── 所示条目
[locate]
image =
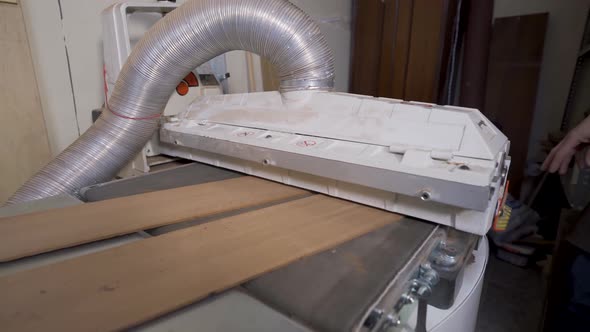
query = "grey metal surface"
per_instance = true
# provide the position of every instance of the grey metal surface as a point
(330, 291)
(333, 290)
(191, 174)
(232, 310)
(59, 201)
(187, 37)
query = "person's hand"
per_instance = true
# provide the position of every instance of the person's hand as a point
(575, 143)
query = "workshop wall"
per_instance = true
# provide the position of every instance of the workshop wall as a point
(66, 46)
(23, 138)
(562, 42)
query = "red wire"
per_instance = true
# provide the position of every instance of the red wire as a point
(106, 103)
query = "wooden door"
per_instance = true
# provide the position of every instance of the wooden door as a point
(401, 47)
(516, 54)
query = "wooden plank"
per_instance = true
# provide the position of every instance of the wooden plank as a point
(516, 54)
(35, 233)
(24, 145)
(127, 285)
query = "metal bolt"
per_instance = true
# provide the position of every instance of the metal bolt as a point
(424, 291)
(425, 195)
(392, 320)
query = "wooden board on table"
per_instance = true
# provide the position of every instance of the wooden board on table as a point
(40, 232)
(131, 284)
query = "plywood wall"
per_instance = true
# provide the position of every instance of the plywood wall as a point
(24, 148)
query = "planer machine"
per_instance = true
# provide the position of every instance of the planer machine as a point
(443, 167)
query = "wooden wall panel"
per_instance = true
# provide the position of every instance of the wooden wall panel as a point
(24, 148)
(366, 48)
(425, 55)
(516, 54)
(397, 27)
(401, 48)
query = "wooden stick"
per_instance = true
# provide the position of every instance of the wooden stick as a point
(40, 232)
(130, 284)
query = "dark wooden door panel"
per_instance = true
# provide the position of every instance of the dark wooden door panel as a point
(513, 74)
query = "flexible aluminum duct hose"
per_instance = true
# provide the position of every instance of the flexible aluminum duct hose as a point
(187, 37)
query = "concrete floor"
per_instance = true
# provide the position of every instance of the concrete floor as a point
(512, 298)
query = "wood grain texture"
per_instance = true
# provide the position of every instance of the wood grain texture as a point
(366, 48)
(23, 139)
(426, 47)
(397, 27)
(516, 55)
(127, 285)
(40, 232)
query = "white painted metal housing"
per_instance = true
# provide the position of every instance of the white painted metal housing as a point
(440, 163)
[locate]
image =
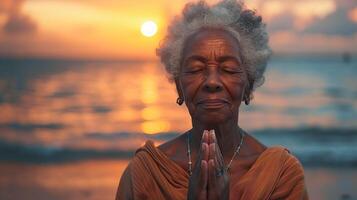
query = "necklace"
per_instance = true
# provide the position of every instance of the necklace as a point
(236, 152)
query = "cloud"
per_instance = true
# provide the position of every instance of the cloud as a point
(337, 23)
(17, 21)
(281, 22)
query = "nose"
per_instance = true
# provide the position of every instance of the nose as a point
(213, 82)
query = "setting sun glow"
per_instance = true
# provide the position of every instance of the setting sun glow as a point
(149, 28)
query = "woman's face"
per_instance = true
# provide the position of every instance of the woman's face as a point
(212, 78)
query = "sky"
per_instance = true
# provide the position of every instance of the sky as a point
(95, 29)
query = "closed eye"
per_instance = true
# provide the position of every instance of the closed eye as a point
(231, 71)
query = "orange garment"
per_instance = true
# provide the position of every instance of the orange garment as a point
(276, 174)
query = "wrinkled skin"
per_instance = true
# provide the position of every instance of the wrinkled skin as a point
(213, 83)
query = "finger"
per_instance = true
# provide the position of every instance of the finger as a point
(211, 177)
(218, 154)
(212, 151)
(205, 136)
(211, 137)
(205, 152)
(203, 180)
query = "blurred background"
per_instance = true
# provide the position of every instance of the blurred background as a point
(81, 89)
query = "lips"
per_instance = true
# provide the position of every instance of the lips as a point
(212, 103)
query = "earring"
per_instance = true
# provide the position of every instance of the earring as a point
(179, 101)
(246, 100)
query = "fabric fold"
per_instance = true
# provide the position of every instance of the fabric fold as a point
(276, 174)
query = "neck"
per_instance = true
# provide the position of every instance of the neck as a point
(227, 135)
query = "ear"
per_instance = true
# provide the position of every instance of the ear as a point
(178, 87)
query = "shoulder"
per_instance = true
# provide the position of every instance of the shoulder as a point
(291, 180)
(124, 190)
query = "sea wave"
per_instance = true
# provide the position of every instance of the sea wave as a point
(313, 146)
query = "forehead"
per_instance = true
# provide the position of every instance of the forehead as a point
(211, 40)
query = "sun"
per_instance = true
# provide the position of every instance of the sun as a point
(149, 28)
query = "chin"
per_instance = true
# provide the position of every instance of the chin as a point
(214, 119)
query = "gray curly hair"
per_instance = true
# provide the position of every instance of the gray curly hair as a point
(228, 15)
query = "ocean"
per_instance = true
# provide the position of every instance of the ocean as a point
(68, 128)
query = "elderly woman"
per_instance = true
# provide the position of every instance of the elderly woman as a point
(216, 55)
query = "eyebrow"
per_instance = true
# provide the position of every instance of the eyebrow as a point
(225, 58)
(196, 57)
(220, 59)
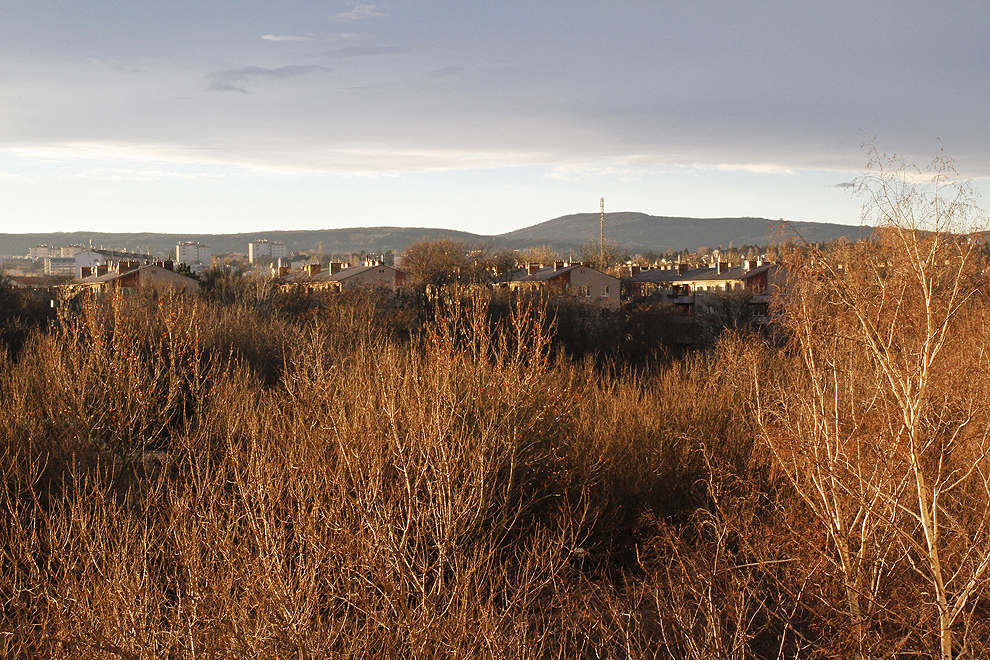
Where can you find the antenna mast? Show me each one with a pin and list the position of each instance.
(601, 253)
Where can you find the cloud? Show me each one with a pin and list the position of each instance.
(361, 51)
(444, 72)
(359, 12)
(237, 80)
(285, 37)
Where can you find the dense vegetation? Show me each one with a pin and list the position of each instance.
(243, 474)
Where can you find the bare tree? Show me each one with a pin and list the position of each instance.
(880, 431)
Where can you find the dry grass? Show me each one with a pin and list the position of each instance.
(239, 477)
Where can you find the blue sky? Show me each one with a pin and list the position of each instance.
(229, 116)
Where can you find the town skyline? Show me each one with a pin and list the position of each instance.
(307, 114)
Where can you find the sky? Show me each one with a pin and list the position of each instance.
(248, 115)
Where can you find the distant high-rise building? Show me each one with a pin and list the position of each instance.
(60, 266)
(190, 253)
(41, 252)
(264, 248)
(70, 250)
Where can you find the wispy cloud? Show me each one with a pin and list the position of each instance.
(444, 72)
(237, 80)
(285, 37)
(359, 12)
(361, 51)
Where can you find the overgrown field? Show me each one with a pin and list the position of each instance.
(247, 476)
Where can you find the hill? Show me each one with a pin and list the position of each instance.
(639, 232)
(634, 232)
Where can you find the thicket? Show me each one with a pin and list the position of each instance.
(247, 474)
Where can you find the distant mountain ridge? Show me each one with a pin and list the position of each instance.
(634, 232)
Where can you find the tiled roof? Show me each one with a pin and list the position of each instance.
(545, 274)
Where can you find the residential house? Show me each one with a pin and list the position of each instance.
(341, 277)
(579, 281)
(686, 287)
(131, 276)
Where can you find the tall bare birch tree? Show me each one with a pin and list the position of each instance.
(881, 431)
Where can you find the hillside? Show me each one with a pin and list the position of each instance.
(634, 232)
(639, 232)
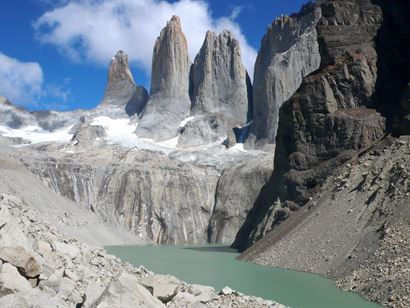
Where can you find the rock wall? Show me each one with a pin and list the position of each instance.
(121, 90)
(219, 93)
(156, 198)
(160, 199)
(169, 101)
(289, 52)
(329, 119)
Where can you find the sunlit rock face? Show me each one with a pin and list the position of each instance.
────
任务要求. 请把上面全部条目逐行原样照录，答案中不要包含图片。

本题答案.
[locate]
image =
query = "grey metal surface"
per_instance = true
# provide the position of every instance of the grey metal surface as a point
(330, 291)
(333, 290)
(191, 174)
(232, 310)
(59, 201)
(187, 37)
query = "person's hand"
per_instance = true
# provide the position of every instance of the person's hand as a point
(575, 143)
query = "workshop wall"
per_instance = true
# provide the position of every instance of the workshop wall as a point
(66, 46)
(23, 138)
(562, 42)
query = "red wire"
per_instance = true
# provide the position of every instance of the red wire as a point
(106, 103)
query = "wooden door"
per_instance = true
# provide the position of every instance of the wooden door as a point
(401, 47)
(516, 54)
query = "wooden plank"
per_instance = true
# provide the position of every instance of the wooden plank as a point
(516, 54)
(35, 233)
(24, 145)
(127, 285)
query = "metal bolt"
per_instance = true
# provide the position of every instance of the metal bolt as a point
(424, 291)
(425, 195)
(392, 320)
query = "wooden board on table"
per_instance = true
# provide the position of every instance of the wooden board on table as a point
(40, 232)
(131, 284)
query = "plywood wall"
per_instance = true
# provide the position of every instance of the plywood wall as a point
(24, 148)
query = "planer machine"
per_instance = true
# provide the position of every instance of the planer machine as a point
(443, 167)
query = "wooden wall panel"
per_instance = true
# provide the position of every instance of the wooden wall panel as a point
(24, 148)
(366, 48)
(425, 55)
(516, 54)
(397, 27)
(401, 48)
query = "wooden stick"
per_instance = true
# provide the position of every instance of the wooden stick as a point
(40, 232)
(130, 284)
query = "dark wooden door panel"
per_instance = true
# provide the position of every instance of the dark wooden door panel as a point
(513, 74)
query = "flexible aluminum duct hose"
per_instance = true
# provide the position of every instance of the flexible aluminum duct hose as a point
(187, 37)
query = "concrete floor"
per_instance = true
# provide the position of every instance of the concrete floor as a point
(512, 298)
query = "wood grain texture"
per_instance = true
# provide the position of every instance of the wood grain texture as a point
(366, 48)
(23, 139)
(426, 47)
(397, 27)
(516, 55)
(127, 285)
(40, 232)
query = "white painted metal housing"
per_instance = true
# provide the position of every instance of the white painted metal housing as a point
(440, 163)
[locate]
image =
query = "necklace"
per_instance = true
# provide the position of every instance of the necklace as a point
(236, 152)
query = "cloud"
per_instance = true
# provide the position of every instance of the cloud as a point
(337, 23)
(17, 21)
(281, 22)
query = "nose"
per_instance = true
# provide the position of every instance of the nose as a point
(213, 82)
query = "setting sun glow"
per_instance = true
# provide the position of every instance of the setting sun glow as a point
(149, 28)
query = "woman's face"
per_instance = true
# provide the position of every instance of the woman's face as a point
(212, 78)
query = "sky"
per_instance = true
# provide the position of every instance of the sky as a point
(95, 29)
query = "closed eye"
per_instance = true
# provide the position of every instance of the closed eye as a point
(231, 71)
query = "orange garment"
per_instance = true
# provide the position of every instance of the orange garment as a point
(276, 174)
query = "wrinkled skin"
per_instance = true
# provide the position of every instance of the wrinkled skin as a point
(213, 83)
query = "finger"
per_instance = true
# provide the position of every instance of the finger as a point
(211, 177)
(218, 154)
(212, 151)
(205, 136)
(211, 137)
(205, 152)
(203, 180)
query = "blurred background"
per_instance = true
# provide the position of every instance of the blurred background as a point
(81, 89)
query = "lips"
per_instance = true
# provide the position of every instance of the lips as a point
(212, 103)
query = "earring"
per_instance = true
# provide the position of every instance of the earring as a point
(179, 101)
(246, 100)
query = "fabric fold"
per_instance = true
# provide the position of every instance of the fabric fold as a point
(276, 174)
query = "neck"
per_instance = true
# provide the position of every instance of the neck as a point
(227, 135)
query = "ear"
per_instance = true
# provide the position of every instance of the ear as a point
(178, 87)
query = "shoulder"
per_instance = true
# provide the position of every instance of the shoulder as a point
(291, 180)
(124, 190)
query = "sea wave"
per_instance = true
# provide the position of every instance of the sea wave as a point
(313, 146)
query = "forehead"
per_instance = true
# provide the position of every instance of the forehead as a point
(211, 40)
query = "sun"
per_instance = true
# provide the position of every instance of the sun as a point
(149, 28)
query = "chin"
per_instance = true
# provide the position of every instance of the chin as a point
(214, 119)
query = "gray curly hair"
per_instance = true
# provide the position of every instance of the gray curly hair as a point
(228, 15)
query = "ocean"
per_instance = true
# provide the position of every instance of the ocean as a point
(68, 128)
query = "elderly woman"
per_instance = true
# provide the position of every instance of the elderly woman as a point
(216, 55)
query = "eyebrow"
per_instance = true
# provide the position of every instance of the eyebrow as a point
(225, 58)
(196, 57)
(220, 59)
Where can you find the antenna mast? Show me each one with a pin and list the position of each instance.
(601, 253)
Where can you find the cloud? Show me each one with a pin and list the position of each instance.
(361, 51)
(444, 72)
(359, 12)
(237, 80)
(285, 37)
Where can you find the dense vegetation? Show me each one with a pin and list the position of each instance.
(243, 474)
Where can you find the bare tree? Show me each one with a pin and list the position of each instance.
(880, 431)
Where can you find the dry grass? Show me each one with a pin and list the position of each instance.
(239, 477)
Where can you find the blue sky? Show me each one with a pin and list the position of each instance.
(229, 116)
Where can you find the town skyline? Show me each one with a pin and list the position of each instance.
(307, 114)
Where can you find the sky? Show me each one with a pin and list the position of each instance.
(248, 115)
Where can you find the distant high-rise building? Show me each one with a pin and list the position of each instance.
(60, 266)
(190, 253)
(41, 252)
(264, 248)
(70, 250)
Where can you find the wispy cloud? Show me each one with a pin and list the position of each instance.
(444, 72)
(237, 80)
(285, 37)
(359, 12)
(361, 51)
Where can you find the overgrown field? Show me each one with a pin and list the position of each instance.
(247, 476)
Where can you find the hill? Show me each one with a pin and list the position of each instance.
(639, 232)
(634, 232)
Where can you find the thicket? Show me each one with a pin and list the position of each instance.
(247, 474)
Where can you find the distant mountain ridge? Show me each one with a pin and list the position of each instance.
(634, 232)
Where can you find the tiled roof? Show me each one with a pin and list the position of each instance.
(545, 274)
Where can you find the residential house? Show me each one with a pin and list the position of each instance.
(341, 277)
(579, 281)
(686, 287)
(131, 276)
Where can you find the tall bare birch tree? Show me each one with a pin and list the position of each instance.
(881, 431)
Where can you find the hillside? Show me each one with a pin and list the position of each instance.
(634, 232)
(639, 232)
Where can you find the rock wall? Show me each one with a pin and list the position of each instance.
(121, 90)
(219, 93)
(156, 198)
(160, 199)
(169, 101)
(289, 52)
(329, 119)
Where can you find the sunlit rock face? Show me each one with a pin and list the position of each instance.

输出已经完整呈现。